--- DATA SUPPLIED ---
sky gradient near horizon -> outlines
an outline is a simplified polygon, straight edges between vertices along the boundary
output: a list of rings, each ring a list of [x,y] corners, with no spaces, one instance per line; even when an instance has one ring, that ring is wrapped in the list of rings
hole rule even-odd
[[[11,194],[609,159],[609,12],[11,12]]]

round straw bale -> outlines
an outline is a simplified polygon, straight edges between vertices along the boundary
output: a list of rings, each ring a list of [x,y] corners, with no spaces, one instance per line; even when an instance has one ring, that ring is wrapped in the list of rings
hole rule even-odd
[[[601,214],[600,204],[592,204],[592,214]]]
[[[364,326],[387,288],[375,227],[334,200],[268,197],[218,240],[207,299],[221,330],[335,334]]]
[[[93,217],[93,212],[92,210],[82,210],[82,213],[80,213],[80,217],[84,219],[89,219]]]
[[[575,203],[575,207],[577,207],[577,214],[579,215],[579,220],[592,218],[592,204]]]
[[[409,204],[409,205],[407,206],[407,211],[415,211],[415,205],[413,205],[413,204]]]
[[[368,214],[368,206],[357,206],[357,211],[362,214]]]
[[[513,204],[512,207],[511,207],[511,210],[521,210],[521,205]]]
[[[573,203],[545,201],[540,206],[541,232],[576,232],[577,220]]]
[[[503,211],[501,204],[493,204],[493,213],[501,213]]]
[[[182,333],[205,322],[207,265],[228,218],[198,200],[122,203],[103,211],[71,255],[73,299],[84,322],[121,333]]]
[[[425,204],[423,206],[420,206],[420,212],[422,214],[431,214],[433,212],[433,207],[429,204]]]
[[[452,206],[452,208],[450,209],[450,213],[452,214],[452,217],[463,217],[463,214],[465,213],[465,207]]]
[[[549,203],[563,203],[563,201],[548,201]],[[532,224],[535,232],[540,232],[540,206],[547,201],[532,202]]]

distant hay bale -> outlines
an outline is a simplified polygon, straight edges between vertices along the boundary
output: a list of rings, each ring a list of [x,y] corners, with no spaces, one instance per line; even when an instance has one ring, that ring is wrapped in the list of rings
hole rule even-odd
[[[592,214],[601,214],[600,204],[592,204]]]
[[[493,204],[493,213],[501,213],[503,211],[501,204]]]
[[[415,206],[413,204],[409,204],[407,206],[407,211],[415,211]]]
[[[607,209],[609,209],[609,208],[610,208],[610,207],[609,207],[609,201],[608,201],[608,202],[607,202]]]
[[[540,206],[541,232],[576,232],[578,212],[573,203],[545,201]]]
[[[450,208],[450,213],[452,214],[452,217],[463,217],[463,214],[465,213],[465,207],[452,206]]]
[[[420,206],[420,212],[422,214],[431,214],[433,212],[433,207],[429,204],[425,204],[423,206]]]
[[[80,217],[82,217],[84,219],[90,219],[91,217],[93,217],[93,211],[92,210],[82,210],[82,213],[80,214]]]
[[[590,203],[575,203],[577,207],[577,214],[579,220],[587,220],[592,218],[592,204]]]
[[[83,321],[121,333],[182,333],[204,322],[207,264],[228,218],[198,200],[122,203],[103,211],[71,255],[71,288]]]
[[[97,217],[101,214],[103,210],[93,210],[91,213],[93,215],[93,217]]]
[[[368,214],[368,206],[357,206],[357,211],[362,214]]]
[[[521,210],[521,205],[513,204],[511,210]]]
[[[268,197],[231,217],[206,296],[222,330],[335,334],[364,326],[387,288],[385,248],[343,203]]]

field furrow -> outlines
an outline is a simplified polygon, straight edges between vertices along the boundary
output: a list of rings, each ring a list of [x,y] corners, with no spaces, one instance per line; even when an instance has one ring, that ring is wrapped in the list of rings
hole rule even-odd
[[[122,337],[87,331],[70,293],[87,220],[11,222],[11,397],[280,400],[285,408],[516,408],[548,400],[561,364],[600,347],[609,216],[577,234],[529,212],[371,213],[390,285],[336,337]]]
---
PROMPT — Write out all of the records word for word.

YOUR SOLUTION —
sky gradient near horizon -> outlines
an outline is a simplified polygon, straight edges between vertices along the boundary
output: a list of rings, each ring a list of [x,y] corners, with no spaces, one instance per line; even when an instance has one ring, that ring is wrapped in the list of rings
hole rule even-odd
[[[11,194],[609,159],[609,12],[11,12]]]

round straw bale -> outlines
an outline is a simplified polygon, straight edges between vertices along the boundary
output: a list of rings, each ring a list of [x,y] corners, with no spaces, one instance per line; even when an instance has one ring, that ring is wrapped in the list of rings
hole rule even-odd
[[[601,214],[600,204],[592,204],[592,214]]]
[[[364,326],[387,288],[375,227],[334,200],[268,197],[218,240],[207,299],[221,330],[335,334]]]
[[[93,217],[93,212],[92,210],[82,210],[82,213],[80,213],[80,217],[84,219],[89,219]]]
[[[575,203],[575,207],[577,207],[577,214],[579,215],[579,220],[592,218],[592,204]]]
[[[409,204],[409,205],[407,206],[407,211],[415,211],[415,205],[413,205],[413,204]]]
[[[368,214],[368,206],[357,206],[357,211],[362,214]]]
[[[513,204],[512,207],[511,207],[511,210],[521,210],[521,205]]]
[[[573,203],[545,201],[540,206],[541,232],[576,232],[577,220]]]
[[[503,211],[501,204],[493,204],[493,213],[501,213]]]
[[[182,333],[205,322],[207,265],[228,218],[198,200],[122,203],[103,211],[71,255],[73,299],[84,322],[121,333]]]
[[[425,204],[423,206],[420,206],[420,212],[422,214],[431,214],[433,212],[433,207],[429,204]]]
[[[452,206],[452,208],[450,209],[450,213],[452,214],[452,217],[463,217],[463,214],[465,213],[465,207]]]
[[[549,203],[563,203],[563,201],[548,201]],[[532,224],[535,232],[540,232],[540,206],[547,201],[532,202]]]

distant hay bale -> outlines
an outline is a simplified polygon, straight edges between vertices along the boundary
output: a list of rings, each ring a list of [x,y] corners, with no spaces, one instance per line; even when an instance has one ring, that ring is wrapped in the list of rings
hole rule even-odd
[[[592,214],[601,214],[600,204],[592,204]]]
[[[493,204],[493,213],[501,213],[503,211],[501,204]]]
[[[415,206],[413,204],[409,204],[407,206],[407,211],[415,211]]]
[[[607,209],[609,209],[609,208],[610,208],[610,207],[609,207],[609,201],[608,201],[608,202],[607,202]]]
[[[540,206],[541,232],[576,232],[578,212],[573,203],[545,201]]]
[[[450,208],[450,213],[452,214],[452,217],[463,217],[463,214],[465,213],[465,207],[452,206]]]
[[[420,206],[420,212],[422,214],[431,214],[433,212],[433,207],[429,204],[425,204],[423,206]]]
[[[80,217],[82,217],[84,219],[90,219],[91,217],[93,217],[93,211],[92,210],[82,210],[82,213],[80,214]]]
[[[590,203],[575,203],[577,207],[577,214],[579,220],[587,220],[592,218],[592,204]]]
[[[83,321],[121,333],[182,333],[204,322],[207,264],[228,218],[198,200],[122,203],[103,211],[71,255],[71,288]]]
[[[97,217],[101,214],[103,210],[93,210],[91,213],[93,215],[93,217]]]
[[[368,214],[368,206],[357,206],[357,211],[362,214]]]
[[[521,210],[521,205],[513,204],[511,210]]]
[[[268,197],[231,217],[206,296],[222,330],[335,334],[364,326],[387,288],[385,248],[343,203]]]

field furrow -> outlines
an outline is a simplified polygon, straight edges between vertices along the boundary
output: a list of rings, each ring a list of [x,y] corners, with no spaces, one instance per line; even when an instance has one ring, that ring is wrapped in the list of rings
hole rule even-odd
[[[122,337],[87,331],[70,293],[87,220],[11,222],[11,397],[280,400],[285,408],[516,408],[548,400],[561,364],[600,347],[609,216],[577,234],[529,212],[371,213],[390,285],[336,337]]]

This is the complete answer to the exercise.